Your instructions ->
Could you return all of the data exactly as given?

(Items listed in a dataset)
====================

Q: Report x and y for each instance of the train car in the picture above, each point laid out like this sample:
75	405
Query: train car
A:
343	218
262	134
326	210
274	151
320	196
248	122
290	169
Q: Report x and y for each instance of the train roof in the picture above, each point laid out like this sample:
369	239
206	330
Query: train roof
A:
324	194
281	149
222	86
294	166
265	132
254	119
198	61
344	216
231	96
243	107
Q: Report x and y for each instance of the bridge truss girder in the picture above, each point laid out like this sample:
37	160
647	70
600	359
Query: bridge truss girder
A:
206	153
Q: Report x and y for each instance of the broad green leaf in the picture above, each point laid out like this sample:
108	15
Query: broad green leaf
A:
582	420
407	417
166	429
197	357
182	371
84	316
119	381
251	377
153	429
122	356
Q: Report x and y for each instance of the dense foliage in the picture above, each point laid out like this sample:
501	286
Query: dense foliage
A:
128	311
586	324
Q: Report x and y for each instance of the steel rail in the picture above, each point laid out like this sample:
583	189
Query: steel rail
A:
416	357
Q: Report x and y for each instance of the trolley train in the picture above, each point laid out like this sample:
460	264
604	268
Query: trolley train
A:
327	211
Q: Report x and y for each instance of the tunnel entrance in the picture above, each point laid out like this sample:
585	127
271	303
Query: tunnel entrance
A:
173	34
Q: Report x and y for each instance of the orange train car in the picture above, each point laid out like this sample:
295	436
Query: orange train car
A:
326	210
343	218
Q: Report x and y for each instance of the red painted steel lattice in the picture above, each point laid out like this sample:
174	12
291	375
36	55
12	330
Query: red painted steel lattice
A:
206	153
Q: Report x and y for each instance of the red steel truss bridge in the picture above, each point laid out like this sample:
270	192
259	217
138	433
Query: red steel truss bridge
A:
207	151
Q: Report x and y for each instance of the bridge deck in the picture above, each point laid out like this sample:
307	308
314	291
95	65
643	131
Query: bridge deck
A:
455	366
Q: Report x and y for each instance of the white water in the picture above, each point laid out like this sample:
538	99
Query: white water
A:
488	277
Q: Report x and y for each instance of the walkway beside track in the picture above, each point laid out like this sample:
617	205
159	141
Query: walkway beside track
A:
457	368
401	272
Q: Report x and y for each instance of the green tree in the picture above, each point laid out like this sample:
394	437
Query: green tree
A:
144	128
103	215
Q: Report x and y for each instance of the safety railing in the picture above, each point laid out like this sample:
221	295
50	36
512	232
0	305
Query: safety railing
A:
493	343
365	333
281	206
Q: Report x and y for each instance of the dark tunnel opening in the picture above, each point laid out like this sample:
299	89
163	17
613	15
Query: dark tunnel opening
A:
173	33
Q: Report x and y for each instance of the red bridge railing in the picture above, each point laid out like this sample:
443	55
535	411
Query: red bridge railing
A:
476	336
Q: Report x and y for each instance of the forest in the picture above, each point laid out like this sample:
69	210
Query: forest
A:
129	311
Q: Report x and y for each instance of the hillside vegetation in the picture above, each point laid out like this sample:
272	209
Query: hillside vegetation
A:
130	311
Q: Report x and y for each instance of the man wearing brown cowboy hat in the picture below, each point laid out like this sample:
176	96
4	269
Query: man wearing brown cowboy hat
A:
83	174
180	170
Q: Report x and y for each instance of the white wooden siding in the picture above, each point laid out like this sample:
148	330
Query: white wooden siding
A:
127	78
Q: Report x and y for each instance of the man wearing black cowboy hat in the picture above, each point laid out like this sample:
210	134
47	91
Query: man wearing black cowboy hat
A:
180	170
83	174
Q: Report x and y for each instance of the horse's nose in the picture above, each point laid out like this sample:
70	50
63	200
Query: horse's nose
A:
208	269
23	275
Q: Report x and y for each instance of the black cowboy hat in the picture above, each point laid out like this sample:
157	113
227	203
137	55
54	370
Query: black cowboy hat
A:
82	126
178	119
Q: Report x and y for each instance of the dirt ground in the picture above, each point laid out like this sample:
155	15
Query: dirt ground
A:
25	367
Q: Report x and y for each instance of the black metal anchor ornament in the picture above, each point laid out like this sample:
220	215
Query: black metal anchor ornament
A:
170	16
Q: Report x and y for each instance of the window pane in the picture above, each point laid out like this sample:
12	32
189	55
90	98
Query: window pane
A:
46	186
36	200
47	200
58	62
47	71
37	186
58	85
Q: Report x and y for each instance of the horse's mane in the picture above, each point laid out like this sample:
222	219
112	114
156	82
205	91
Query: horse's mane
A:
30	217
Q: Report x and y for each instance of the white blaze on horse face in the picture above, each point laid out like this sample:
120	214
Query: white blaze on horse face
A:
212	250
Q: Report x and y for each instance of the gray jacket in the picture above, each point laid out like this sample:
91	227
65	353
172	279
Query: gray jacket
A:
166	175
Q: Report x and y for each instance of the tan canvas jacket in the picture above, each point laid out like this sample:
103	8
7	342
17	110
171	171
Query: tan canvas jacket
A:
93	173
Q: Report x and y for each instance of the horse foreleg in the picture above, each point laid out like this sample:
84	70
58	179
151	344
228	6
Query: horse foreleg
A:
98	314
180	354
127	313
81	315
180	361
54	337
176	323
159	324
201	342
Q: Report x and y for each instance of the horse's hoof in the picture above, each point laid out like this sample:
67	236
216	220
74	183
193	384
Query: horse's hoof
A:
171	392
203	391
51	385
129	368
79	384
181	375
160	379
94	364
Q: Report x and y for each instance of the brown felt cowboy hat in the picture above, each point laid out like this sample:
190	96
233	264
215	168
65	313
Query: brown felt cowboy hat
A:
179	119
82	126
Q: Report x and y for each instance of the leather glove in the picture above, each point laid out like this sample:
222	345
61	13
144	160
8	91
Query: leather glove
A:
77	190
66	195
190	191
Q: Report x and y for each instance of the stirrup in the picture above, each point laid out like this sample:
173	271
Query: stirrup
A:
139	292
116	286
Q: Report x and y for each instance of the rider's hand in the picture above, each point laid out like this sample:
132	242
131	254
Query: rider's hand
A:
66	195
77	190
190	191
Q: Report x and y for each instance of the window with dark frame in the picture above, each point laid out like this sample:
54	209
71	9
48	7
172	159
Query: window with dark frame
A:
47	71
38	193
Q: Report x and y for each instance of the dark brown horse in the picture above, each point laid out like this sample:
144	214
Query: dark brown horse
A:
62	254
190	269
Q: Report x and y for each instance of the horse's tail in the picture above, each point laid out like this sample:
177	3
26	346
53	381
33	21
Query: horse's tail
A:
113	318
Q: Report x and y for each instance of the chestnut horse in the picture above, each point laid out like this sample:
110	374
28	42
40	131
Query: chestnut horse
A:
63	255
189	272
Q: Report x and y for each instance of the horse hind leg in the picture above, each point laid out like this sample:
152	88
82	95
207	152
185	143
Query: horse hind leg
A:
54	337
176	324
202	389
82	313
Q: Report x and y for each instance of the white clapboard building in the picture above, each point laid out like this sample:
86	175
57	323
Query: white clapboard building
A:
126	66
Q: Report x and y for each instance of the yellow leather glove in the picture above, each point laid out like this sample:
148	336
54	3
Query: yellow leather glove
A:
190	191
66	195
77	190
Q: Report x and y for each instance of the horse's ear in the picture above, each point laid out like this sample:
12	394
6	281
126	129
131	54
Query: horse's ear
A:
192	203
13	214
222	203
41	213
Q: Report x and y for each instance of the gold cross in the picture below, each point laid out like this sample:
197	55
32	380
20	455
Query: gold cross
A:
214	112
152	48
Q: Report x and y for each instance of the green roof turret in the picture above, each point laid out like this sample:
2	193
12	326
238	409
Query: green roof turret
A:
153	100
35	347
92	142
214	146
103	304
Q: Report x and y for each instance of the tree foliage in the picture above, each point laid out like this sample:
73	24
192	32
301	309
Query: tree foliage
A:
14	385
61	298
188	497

====================

Task result ->
Q: Report x and y for each instance of the train car in the picture above, each point laid out like this sample:
75	405
Query: train car
A:
343	218
262	134
326	210
274	151
320	196
248	122
290	169
Q: Report x and y for each instance of the train roof in the picture above, each point laid out like this sample:
369	239
206	330
Query: train roof
A:
324	194
281	149
222	86
294	166
265	132
254	119
198	61
344	216
231	96
243	107
Q: Report x and y for each instance of the bridge truss girder in the picture above, each point laid out like this sample:
37	160
647	70
600	359
Query: bridge truss girder
A:
206	153
Q: Report x and y for each instance of the broad green leaf in the picture above, each point laid out like this sample:
108	15
Query: broad green leaf
A:
582	420
407	417
166	429
197	357
182	371
84	316
119	381
251	377
153	429
122	356
Q: Report x and y for each instance of the dense foliage in the picture above, each point laid out like this sample:
501	286
Query: dense foliage
A:
128	311
586	324
Q: Report x and y for each instance of the steel rail in the picture above, each point laid out like this sample:
583	189
Query: steel rail
A:
416	357
Q: Report x and y for each instance of the trolley train in the picture above, each point laid out like this sample:
460	264
604	268
Query: trolley train
A:
327	211
Q: Report x and y for each instance of the tunnel entrance in the picture above, each point laid out like this sample:
585	127
271	303
Query: tunnel entrance
A:
173	34
Q: Report x and y for each instance of the orange train car in the picture above, each point laid out like this sample:
295	436
Query: orange train car
A:
326	210
343	218
Q: Report x and y for each instance of the red painted steel lattice in the picture above, each point laid out like this sample:
174	12
291	375
36	55
12	330
Query: red painted steel lattice
A:
206	153
Q: Report x and y for each instance of the red steel truss bridge in the picture above, each point laid out like this sample:
270	192
259	217
138	433
Query: red steel truss bridge
A:
207	151
Q: Report x and y for each instance of the bridge deck in the picture above, each point laid out like this sample:
307	308
314	291
95	65
643	131
Query: bridge deck
A:
455	366
Q: Report x and y for each instance of the white water in the picture above, each point laid out like this sample:
538	99
Query: white water
A:
488	277
Q: Report x and y for each instance of the walkway beside track in the picture above, each point laid out like this sample:
617	205
159	141
Query: walkway beside track
A:
457	368
401	272
Q: Report x and y for each instance of the green tree in the picture above, each point laid out like this sample:
394	437
Query: green tree
A:
144	128
103	215
Q: Report x and y for each instance of the safety railing in the picture above, each point laid out like this sample:
221	295
50	36
512	232
0	305
Query: safety railing
A:
493	343
365	333
281	206
Q: Report x and y for each instance of the dark tunnel opening in the picture above, each point laid out like this sample:
299	89
163	17
613	15
Query: dark tunnel opening
A:
173	33
Q: Report x and y for each instance of the red bridge railing in the picture above, each point laid out like this sample:
443	55
535	411
Query: red bridge railing
A:
476	336
Q: Report x and y for each instance of the forest in the picture above, each point laid out like this sample:
69	210
Query: forest
A:
129	311
Q: Report x and y for each instance of the hillside vegetation in the picture above, each point laid out like this sample:
272	209
Query: hillside vegetation
A:
130	311
Q: Report x and y for each instance of the man wearing brown cowboy hat in the picture below, each point laid out like this sample:
176	96
4	269
Query: man wearing brown cowboy hat
A:
83	174
180	170
Q: Report x and y for each instance of the white wooden siding in the picture above, each point laid out like this sample:
148	330
Query: white wooden siding
A:
127	78
Q: Report x and y for each instance of the man wearing black cowboy hat in the picture above, each point laid out like this sample:
210	134
47	91
Query: man wearing black cowboy hat
A:
180	170
83	174
Q: Report x and y for each instance of the horse's nose in the picture above, each point laid out like this sample:
70	50
63	200
Query: horse's nose
A:
208	269
23	275
Q: Report x and y for each instance of the black cowboy hat in the picture above, each point laid out like this sample:
157	113
227	203
137	55
54	370
Query: black cowboy hat
A:
82	126
178	119
Q: Report x and y for each instance of the dirt ground in the picture above, each point laid out like this sample:
155	15
Query: dirt ground
A:
25	367
Q: Report x and y for each instance of the black metal anchor ornament in the picture above, each point laid out like this sample:
220	215
Query: black metal anchor ornament
A:
170	16
Q: Report x and y for each instance of the window pane in the picture above, each point laid out like this sample:
12	32
189	55
90	98
Query: window pane
A:
46	186
36	200
47	200
58	62
47	71
37	186
58	85
Q: Report x and y for each instance of the horse's mane in the picture above, each point laid out like this sample:
222	219
112	114
156	82
205	91
Query: horse's mane
A:
30	217
Q: Report x and y for each instance of the white blaze on horse face in the picture above, each point laid out like this sample:
120	214
Query: white blaze on horse face
A:
212	250
Q: Report x and y for each instance of the gray jacket in the picture above, each point laid out like this sample:
91	227
65	353
172	279
Query: gray jacket
A:
166	175
Q: Report x and y for each instance of the tan canvas jacket in the picture above, each point laid out like this sample:
103	8
7	342
17	110
171	171
Query: tan canvas jacket
A:
93	173
Q: Report x and y for each instance of the horse foreleg in the picture above, each point laid out like this sample:
84	70
58	179
151	344
228	6
Query: horse foreleg
A:
98	314
180	354
127	313
81	315
180	361
54	337
176	323
159	324
201	342
Q: Report x and y for each instance of the horse's hoof in the picture above, each point laid out like this sample:
67	236
216	220
74	183
193	384
Query: horse's hoof
A:
171	392
203	391
51	385
129	368
79	384
181	375
160	379
94	364
Q: Report x and y for each instance of the brown felt cowboy hat in the picture above, each point laid out like this sample:
190	96
233	264
215	168
65	313
Query: brown felt cowboy hat
A:
179	119
82	126
Q: Report x and y for each instance of the leather glove in the picture above, each point laid out like this sample:
222	345
61	13
144	160
8	91
Query: leather glove
A:
77	190
66	195
190	191
Q: Report x and y for each instance of the stirrup in the picture above, each point laid out like this sample:
173	271
Query: stirrup
A:
139	292
116	286
Q: Report x and y for each instance of the rider's hand in the picture above, each point laid out like this sample:
132	242
131	254
Query: rider's hand
A:
66	195
77	190
190	191
Q: Report x and y for each instance of the window with dark frame in the picture above, each point laid out like this sample:
54	209
71	9
48	7
172	159
Query: window with dark frame
A:
47	71
38	193
Q: Report x and y for each instance of the dark brown horse in the picture above, each point laid out like this sample:
144	214
Query: dark brown horse
A:
62	254
190	269
Q: Report x and y for each instance of the horse's tail in the picture above, each point laid out like this sample:
177	3
26	346
53	381
33	21
Query: horse's tail
A:
113	318
Q: Report x and y for each instance of the chestnut horse in the picture above, each point laid out like this sample:
110	374
28	42
40	131
Query: chestnut horse
A:
63	255
189	272
Q: Report x and y for each instance of the horse hind leg in the picture above, each point laid out like this sample:
152	88
82	95
207	152
185	143
Query: horse hind leg
A:
54	337
176	324
202	389
82	313
Q: Report x and y for each instance of the white clapboard building in the picture above, each point laid out like this sample:
86	175
57	323
Query: white clapboard building
A:
126	66
Q: Report x and y for each instance of the yellow leather glove in the picture above, each point laid out like this sample:
148	336
54	3
Query: yellow leather glove
A:
190	191
66	195
77	190
Q: Report x and y for each instance of the horse's ear in the picture above, each point laid out like this sample:
12	394
6	281
126	129
131	54
Query: horse's ear
A:
192	203
13	214
222	203
41	213
Q: Report x and y for each instance of the gold cross in the picture below, each point laid out like this sample:
197	55
32	380
20	455
Query: gold cross
A:
214	112
152	48
Q: Report x and y for each instance of the green roof turret in the picture above, each point laid out like this sample:
2	193
12	326
238	409
Query: green roof turret
A:
153	100
35	347
92	142
214	146
103	304
Q: Report x and y for each instance of the tree foliage in the picture above, each point laid out like this sample:
73	24
192	32
301	309
Query: tree foliage
A:
14	385
61	298
188	497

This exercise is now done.